▶ _The problem_
Put the records below into a two-column CSV with the headers instruction and points, one row per record, starting at the line that contains "the couch cushion" and ending at the end of the records. Quote each field, turn line breaks into spaces, and leave the pictures out.

▶ _Input_
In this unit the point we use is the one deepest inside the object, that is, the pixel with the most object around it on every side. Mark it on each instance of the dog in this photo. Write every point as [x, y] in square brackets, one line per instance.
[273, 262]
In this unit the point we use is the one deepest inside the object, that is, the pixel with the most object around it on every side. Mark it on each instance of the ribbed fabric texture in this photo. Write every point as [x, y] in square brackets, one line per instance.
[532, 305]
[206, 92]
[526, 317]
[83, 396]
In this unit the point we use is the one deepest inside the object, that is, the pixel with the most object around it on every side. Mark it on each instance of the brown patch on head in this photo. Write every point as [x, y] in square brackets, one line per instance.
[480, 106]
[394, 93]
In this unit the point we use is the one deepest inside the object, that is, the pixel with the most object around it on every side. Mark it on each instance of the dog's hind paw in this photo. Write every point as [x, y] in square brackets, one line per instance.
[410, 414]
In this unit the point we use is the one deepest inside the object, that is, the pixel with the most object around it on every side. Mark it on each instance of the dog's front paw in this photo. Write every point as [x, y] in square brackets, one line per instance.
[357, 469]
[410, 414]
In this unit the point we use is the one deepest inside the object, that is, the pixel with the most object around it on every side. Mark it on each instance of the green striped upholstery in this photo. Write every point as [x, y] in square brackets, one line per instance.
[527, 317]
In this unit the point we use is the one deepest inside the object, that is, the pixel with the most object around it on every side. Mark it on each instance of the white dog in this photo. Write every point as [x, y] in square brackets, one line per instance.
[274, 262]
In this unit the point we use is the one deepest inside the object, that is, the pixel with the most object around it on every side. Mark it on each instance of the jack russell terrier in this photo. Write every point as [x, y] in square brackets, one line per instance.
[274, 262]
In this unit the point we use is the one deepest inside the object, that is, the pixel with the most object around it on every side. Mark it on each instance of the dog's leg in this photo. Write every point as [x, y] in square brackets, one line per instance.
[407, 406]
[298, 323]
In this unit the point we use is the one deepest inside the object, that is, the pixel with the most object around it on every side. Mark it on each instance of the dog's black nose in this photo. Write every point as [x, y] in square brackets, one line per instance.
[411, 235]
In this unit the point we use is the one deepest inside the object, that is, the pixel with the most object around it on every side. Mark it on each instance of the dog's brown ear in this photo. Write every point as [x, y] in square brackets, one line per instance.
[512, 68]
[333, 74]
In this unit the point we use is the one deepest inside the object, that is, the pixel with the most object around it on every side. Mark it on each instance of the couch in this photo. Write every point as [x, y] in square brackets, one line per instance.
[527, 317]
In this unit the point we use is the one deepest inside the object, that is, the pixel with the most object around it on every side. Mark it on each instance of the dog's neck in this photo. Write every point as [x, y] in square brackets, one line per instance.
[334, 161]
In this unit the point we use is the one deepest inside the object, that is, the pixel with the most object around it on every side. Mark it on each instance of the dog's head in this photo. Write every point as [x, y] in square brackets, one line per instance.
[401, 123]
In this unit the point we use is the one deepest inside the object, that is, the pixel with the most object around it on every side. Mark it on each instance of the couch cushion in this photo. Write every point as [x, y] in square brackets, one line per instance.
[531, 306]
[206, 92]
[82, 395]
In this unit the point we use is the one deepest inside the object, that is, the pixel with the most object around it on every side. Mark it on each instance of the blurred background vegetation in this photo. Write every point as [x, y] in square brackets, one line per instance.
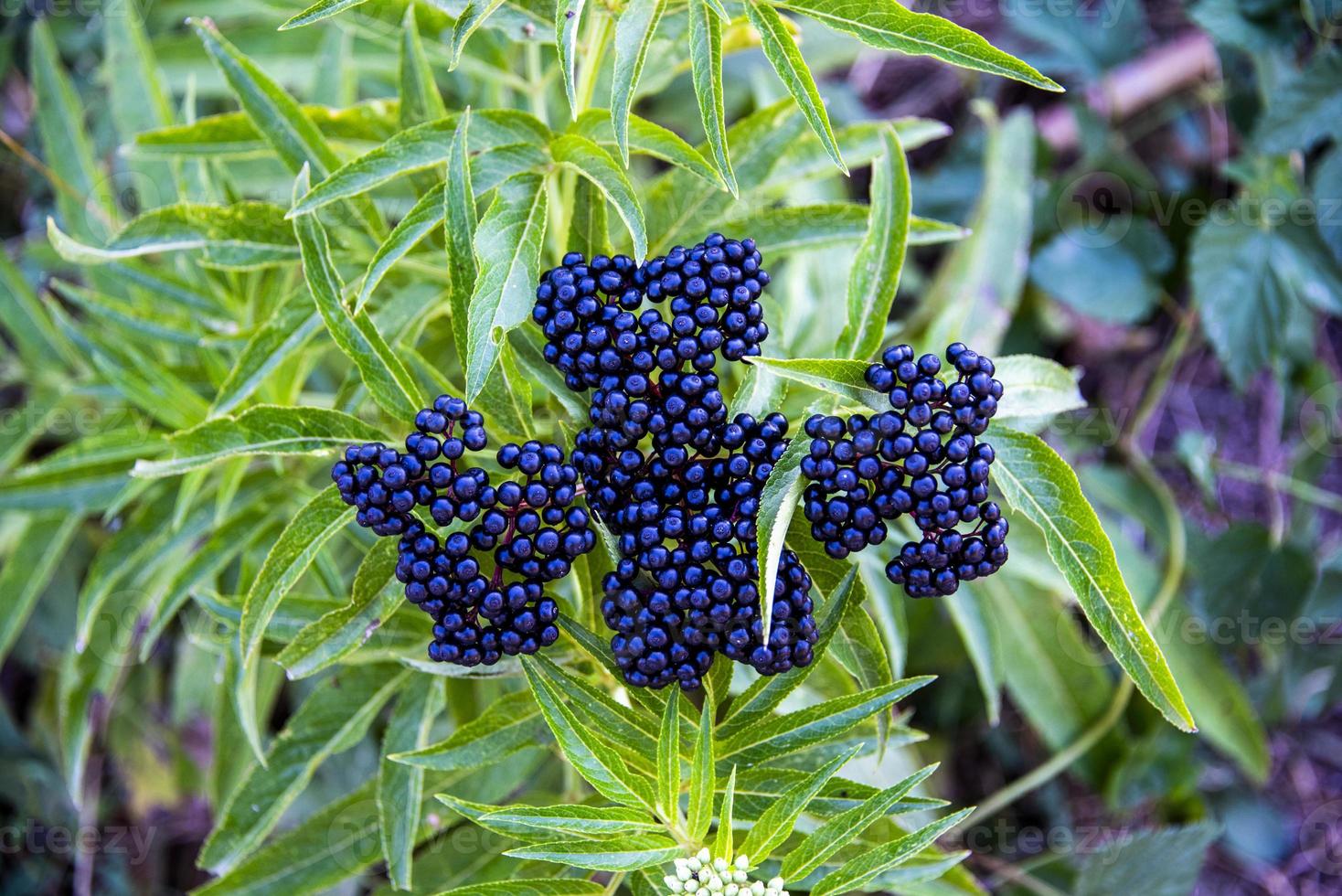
[1172, 227]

▶ _Answer to the exercise_
instruction,points
"In this unit the point we use is the one deepest inside the object, that is, the pixel with the most object around it on every side. Mark it on each instance of the couch cushion in this photo. Write every point as [x, y] in square brackets, one line per instance.","[531, 306] [206, 92] [82, 395]"
"In this unit the point we use is the one deepest inside the object, that is, the pixel with the most object around it on every side. Mark it on each instance of the blurred background vegetation in this photo. Write every point as [x, y] in square brackets, one line per instance.","[1172, 227]"